-- START --

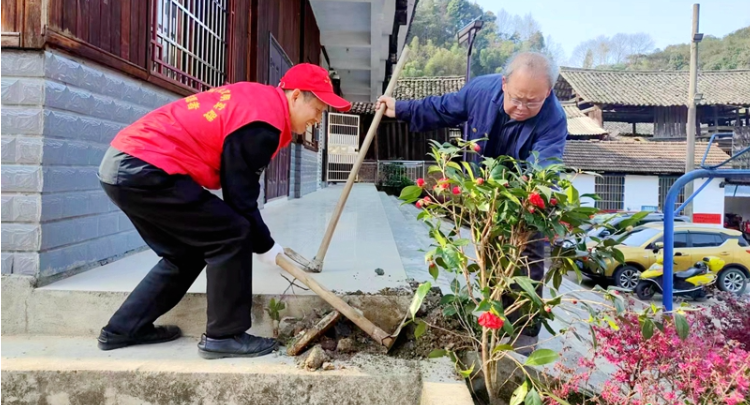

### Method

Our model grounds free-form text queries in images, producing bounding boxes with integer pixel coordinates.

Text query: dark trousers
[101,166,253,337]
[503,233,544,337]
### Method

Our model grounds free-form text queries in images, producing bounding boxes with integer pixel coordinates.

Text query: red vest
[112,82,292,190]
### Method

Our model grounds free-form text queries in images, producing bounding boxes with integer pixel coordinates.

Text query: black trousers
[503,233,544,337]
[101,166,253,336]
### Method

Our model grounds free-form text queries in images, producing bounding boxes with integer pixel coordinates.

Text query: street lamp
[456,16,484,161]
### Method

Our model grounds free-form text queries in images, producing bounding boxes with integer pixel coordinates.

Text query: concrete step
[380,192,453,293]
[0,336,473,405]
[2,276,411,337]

-- END --
-- START --

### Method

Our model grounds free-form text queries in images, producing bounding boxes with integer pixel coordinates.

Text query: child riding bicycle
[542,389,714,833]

-- END --

Required task >> Please count the lines in the records above that contain the string "trousers" and reply with that number alone.

Solution >> 2